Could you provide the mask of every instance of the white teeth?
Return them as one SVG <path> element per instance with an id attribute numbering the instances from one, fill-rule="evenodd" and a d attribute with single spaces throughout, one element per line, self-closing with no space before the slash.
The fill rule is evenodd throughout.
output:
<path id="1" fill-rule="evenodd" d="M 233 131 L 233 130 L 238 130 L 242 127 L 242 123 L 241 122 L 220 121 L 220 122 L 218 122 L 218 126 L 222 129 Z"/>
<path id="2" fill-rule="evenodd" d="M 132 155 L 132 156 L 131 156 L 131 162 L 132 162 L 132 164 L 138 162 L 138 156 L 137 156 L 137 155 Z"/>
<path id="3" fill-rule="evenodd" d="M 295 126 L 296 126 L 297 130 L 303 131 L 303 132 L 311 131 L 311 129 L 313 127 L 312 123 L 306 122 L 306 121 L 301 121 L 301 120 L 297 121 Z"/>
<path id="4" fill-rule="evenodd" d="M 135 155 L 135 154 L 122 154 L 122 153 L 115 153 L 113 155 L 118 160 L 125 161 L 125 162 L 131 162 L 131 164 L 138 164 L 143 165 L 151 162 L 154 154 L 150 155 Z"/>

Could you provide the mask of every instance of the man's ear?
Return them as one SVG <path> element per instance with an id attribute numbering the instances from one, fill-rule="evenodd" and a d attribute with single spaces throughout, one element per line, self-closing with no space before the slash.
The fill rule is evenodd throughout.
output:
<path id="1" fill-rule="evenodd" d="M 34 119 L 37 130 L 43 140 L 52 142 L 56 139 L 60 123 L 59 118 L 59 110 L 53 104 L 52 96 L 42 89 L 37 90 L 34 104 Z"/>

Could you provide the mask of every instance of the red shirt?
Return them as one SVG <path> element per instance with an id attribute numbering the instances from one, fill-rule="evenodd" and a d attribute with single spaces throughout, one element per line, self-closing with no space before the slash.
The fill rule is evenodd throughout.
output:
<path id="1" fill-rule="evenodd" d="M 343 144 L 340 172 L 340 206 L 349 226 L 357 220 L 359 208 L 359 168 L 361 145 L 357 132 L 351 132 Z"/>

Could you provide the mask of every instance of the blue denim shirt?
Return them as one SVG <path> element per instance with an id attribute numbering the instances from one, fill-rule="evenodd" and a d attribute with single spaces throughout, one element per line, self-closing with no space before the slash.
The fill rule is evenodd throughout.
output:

---

◆ Yazılı Talimat ◆
Öğelerin başından başlayıp "34 119 L 37" ifadesini içeren satıra kadar (bu satır dahil) bütün satırları yeniden yazınız ve yalnızca yanıtlardaki koordinatları ve diğer tüm sayıları 99 kaydırınız. Diğer satırların hiçbirini değiştirmeyiniz.

◆ Sonuç Aşağıdadır ◆
Could you provide the mask of every instance of the white teeth?
Return them as one SVG <path> element per instance with an id attribute numbering the instances from one, fill-rule="evenodd" and a d attribute with single spaces throughout, one element per line, self-closing with no space before the slash.
The fill rule is evenodd throughout.
output:
<path id="100" fill-rule="evenodd" d="M 332 230 L 332 229 L 337 229 L 341 226 L 341 222 L 340 221 L 319 220 L 319 221 L 317 221 L 317 225 L 321 228 Z"/>
<path id="101" fill-rule="evenodd" d="M 231 254 L 231 255 L 230 255 L 230 261 L 231 261 L 231 263 L 237 261 L 237 255 L 236 255 L 236 254 Z"/>
<path id="102" fill-rule="evenodd" d="M 394 225 L 395 225 L 396 229 L 402 230 L 402 231 L 410 230 L 410 228 L 412 226 L 411 222 L 405 221 L 405 220 L 400 220 L 400 219 L 396 220 Z"/>
<path id="103" fill-rule="evenodd" d="M 234 254 L 234 253 L 221 253 L 221 252 L 214 252 L 212 254 L 217 259 L 224 260 L 224 261 L 230 261 L 230 263 L 237 263 L 242 264 L 250 261 L 253 253 L 249 254 Z"/>

Could you provide the mask of every instance of the man's ear?
Return them as one SVG <path> element per instance with an id attribute numbering the instances from one, fill-rule="evenodd" and a d attribute with single spaces throughout, one element per line, self-closing with no space before the slash.
The fill rule is evenodd throughout.
output:
<path id="100" fill-rule="evenodd" d="M 133 218 L 136 229 L 142 239 L 151 241 L 155 238 L 159 222 L 158 217 L 158 209 L 152 203 L 151 195 L 141 188 L 136 189 L 133 203 Z"/>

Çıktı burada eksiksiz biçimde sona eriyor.